-- QUOTED TEXT start --
I'll also ~rebase~ merge latest head so that the new runners kick in.
Ian, I've pushed changes based on your feedback. I think that does the job very nicely.
Wooo hoo, all tests passing, @shipilev can you have another look?
Well, I just went to my m7g.16xlarge instance, and:
% java -jar benchmarks.jar -prof perfasm -f 1 JMHSample_35_Profilers.Atomic
Profilers failed to initialize, exiting.
Perf event count not a number for one of events [cycles]: [Can't parse sample, err = -14
0x224c [0x30]: failed to process type: 9
Error:
failed to process sample
0
]
It works without the patch. I think checking code is being too smart for its own good? Reiterating my previous suggestion: let's not try to parse the recordings, and instead "just" parse the output perf record -e incorrect-event-blah for testing the events.
-- QUOTED TEXT end --
-- INFORMATION SHOWN start --
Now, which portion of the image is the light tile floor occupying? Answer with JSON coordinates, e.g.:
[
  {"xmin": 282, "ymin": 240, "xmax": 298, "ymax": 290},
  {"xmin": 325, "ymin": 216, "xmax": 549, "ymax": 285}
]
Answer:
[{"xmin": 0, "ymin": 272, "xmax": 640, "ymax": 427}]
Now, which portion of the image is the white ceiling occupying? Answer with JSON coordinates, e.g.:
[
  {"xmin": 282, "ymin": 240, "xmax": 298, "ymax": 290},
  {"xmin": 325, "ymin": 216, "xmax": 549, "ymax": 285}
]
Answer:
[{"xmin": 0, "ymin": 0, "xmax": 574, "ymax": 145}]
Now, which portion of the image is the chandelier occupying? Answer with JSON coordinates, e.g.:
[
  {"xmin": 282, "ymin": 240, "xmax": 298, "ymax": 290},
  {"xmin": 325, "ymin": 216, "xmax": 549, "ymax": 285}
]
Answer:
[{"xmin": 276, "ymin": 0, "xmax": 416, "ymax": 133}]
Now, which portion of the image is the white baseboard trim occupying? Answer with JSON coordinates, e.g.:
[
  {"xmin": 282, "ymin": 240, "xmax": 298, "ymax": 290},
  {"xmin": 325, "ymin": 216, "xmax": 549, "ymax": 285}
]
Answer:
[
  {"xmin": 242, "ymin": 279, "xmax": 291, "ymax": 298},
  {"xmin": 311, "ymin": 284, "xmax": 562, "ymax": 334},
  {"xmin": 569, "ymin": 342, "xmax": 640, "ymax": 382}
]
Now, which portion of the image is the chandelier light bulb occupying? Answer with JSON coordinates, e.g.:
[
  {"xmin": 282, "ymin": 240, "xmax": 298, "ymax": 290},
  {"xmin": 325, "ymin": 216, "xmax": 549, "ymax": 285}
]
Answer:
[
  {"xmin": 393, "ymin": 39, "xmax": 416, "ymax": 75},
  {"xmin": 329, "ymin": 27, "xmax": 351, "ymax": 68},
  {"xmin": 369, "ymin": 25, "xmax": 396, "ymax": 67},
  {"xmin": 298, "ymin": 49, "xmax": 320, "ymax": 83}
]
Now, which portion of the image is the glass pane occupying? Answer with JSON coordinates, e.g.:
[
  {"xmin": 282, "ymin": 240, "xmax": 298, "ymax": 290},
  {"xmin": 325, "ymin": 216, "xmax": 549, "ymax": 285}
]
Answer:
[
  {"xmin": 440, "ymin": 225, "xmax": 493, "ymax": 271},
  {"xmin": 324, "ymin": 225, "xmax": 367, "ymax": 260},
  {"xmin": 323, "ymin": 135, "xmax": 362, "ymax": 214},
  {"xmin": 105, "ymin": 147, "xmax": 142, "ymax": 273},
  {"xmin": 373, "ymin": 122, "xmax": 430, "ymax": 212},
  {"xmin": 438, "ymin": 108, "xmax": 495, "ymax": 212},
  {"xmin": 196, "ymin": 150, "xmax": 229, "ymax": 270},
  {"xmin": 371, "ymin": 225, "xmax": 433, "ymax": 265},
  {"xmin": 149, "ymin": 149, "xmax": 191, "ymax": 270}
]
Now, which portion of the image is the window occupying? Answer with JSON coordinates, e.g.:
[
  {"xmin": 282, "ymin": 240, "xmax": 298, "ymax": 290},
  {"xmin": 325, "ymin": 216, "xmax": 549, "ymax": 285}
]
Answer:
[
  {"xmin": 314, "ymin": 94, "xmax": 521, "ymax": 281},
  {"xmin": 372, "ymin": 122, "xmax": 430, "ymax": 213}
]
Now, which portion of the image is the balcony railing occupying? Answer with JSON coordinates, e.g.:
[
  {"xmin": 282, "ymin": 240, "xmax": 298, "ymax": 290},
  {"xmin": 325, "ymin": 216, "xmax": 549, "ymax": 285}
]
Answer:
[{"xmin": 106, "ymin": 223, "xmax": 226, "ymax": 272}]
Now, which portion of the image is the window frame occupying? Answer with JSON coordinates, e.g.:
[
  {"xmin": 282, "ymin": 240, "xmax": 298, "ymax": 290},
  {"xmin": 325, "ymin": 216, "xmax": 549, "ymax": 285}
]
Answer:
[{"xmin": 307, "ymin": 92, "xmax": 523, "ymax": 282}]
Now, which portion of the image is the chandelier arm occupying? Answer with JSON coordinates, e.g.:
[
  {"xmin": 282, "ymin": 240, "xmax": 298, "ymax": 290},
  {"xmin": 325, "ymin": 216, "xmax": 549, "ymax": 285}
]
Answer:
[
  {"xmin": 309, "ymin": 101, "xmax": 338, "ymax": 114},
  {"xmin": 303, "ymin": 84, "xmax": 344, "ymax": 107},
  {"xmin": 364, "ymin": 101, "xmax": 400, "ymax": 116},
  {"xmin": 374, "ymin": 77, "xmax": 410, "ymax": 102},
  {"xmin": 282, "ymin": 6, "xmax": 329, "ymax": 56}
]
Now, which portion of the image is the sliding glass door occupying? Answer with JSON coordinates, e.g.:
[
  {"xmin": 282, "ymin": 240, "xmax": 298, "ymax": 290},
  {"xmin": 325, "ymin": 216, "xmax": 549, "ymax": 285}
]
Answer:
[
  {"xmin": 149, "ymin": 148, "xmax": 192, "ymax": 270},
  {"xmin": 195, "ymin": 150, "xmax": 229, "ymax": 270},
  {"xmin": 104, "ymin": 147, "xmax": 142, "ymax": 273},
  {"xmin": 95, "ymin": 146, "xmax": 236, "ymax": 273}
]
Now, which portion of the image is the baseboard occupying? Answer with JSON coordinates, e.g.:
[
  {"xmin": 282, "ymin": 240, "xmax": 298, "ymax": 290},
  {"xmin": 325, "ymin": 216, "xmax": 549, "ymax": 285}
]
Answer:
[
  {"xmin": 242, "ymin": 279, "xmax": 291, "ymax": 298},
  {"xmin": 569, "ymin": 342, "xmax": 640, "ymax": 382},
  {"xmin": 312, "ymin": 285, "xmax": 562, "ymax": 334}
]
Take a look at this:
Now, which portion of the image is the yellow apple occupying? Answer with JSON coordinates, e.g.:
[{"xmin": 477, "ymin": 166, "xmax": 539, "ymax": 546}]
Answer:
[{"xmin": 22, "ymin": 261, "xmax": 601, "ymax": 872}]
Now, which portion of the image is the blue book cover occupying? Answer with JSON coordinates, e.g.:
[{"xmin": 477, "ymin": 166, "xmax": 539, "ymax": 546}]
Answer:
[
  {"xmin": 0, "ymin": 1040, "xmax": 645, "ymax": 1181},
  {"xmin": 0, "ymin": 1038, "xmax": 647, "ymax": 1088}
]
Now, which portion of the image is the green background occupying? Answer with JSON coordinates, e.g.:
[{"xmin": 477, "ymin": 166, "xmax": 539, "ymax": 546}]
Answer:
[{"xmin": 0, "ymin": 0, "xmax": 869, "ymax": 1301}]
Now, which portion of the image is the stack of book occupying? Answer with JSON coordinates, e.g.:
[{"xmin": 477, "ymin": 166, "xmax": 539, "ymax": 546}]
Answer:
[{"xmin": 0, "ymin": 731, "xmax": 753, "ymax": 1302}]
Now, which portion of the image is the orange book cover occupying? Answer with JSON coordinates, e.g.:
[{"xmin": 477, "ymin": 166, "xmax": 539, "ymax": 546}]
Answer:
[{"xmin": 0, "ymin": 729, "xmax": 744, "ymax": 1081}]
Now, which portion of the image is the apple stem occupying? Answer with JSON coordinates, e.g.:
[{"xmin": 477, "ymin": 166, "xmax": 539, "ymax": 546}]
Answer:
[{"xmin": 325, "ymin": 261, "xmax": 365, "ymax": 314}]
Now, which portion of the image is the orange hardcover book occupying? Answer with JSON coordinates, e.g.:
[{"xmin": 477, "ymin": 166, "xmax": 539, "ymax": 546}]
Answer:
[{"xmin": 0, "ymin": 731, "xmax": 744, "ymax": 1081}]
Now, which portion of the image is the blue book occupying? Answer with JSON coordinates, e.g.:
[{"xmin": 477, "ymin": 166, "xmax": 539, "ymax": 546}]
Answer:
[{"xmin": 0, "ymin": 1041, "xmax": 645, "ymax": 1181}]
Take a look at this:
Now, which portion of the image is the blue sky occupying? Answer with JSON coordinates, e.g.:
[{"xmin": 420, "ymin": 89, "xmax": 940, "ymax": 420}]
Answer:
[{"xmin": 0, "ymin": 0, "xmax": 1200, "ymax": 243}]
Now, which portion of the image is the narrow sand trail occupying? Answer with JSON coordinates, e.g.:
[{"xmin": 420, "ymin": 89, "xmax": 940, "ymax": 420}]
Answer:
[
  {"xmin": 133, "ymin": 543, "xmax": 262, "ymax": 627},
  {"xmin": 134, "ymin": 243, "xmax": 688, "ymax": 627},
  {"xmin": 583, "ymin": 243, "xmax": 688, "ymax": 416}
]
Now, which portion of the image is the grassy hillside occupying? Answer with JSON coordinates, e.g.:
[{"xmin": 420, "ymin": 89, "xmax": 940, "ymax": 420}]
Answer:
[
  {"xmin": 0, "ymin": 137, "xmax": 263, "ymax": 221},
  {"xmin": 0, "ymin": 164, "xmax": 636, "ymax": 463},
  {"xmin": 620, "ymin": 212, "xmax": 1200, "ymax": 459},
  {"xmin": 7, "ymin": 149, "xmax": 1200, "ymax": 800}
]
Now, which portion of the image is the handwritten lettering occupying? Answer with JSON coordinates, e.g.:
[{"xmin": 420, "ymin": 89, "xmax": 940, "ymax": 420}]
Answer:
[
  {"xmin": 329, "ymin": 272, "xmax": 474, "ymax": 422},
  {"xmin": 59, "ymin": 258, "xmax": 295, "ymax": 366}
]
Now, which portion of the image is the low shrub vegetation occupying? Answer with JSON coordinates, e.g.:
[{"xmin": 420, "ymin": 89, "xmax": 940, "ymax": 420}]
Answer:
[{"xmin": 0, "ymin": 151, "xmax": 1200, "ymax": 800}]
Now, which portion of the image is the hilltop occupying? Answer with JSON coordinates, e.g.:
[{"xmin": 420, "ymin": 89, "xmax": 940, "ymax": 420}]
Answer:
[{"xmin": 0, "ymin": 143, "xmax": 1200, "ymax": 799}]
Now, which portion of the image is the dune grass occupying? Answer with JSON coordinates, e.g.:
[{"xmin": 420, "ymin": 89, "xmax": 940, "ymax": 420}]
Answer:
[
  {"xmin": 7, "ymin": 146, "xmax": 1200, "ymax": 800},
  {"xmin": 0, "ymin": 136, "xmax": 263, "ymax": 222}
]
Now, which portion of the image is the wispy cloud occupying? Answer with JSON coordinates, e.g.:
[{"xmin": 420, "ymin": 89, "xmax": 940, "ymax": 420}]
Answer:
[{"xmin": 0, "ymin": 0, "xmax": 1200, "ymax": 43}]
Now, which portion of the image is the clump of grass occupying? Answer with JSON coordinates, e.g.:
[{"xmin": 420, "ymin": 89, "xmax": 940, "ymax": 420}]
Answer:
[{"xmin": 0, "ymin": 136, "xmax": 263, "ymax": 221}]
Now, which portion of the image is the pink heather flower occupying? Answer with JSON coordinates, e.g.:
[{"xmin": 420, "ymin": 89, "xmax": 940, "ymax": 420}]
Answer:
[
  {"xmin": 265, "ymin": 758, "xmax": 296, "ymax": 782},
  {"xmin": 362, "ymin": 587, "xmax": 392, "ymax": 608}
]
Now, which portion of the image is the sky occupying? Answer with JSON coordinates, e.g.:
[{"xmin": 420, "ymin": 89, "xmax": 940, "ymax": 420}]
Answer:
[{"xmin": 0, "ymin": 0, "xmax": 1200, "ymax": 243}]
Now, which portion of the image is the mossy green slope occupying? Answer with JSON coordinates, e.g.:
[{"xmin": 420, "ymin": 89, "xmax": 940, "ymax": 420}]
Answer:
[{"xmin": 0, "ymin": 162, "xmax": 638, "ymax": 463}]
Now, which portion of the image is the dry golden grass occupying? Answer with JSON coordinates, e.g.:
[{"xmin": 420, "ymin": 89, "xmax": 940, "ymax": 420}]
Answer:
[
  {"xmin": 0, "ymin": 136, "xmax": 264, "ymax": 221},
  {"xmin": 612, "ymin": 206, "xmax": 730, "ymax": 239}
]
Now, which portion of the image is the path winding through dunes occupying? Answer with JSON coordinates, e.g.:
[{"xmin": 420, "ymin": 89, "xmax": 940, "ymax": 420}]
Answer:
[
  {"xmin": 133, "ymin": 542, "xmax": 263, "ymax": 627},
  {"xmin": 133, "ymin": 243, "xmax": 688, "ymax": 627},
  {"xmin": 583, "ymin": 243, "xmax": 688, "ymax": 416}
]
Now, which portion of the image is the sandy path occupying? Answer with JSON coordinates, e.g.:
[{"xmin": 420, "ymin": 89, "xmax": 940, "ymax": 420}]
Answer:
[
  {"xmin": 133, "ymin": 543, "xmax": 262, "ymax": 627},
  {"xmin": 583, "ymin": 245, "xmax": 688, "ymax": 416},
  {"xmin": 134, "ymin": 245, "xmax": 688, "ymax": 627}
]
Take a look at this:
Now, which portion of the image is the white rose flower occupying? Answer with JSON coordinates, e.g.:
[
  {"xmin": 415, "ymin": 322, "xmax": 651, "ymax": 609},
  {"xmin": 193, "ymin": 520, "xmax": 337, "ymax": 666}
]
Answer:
-- INFORMATION SHOWN end --
■ GOAL 1
From the forum thread about the profiler patch, answer these:
(a) Who is asked to have another look after all tests pass?
(b) On which instance type was the benchmark run?
(c) The final paragraph suggests parsing the output of which command?
■ GOAL 2
In the entries, start at the line containing "Now, which portion of the image is the sandy" and continue to the end of the entries. Reproduce those lines with "sandy path" substituted by "dirt path" and everything else unchanged.

■ WORKED SOLUTION 1
(a) @shipilev
(b) m7g.16xlarge
(c) perf record -e incorrect-event-blah

■ WORKED SOLUTION 2
Now, which portion of the image is the dirt path occupying? Answer with JSON coordinates, e.g.:
[{"xmin": 420, "ymin": 89, "xmax": 940, "ymax": 420}]
Answer:
[
  {"xmin": 133, "ymin": 543, "xmax": 262, "ymax": 627},
  {"xmin": 583, "ymin": 245, "xmax": 688, "ymax": 416},
  {"xmin": 134, "ymin": 245, "xmax": 688, "ymax": 627}
]
Take a look at this:
Now, which portion of the image is the white rose flower occupying? Answer with JSON coordinates, e.g.:
[
  {"xmin": 415, "ymin": 322, "xmax": 651, "ymax": 609},
  {"xmin": 193, "ymin": 520, "xmax": 337, "ymax": 666}
]
Answer:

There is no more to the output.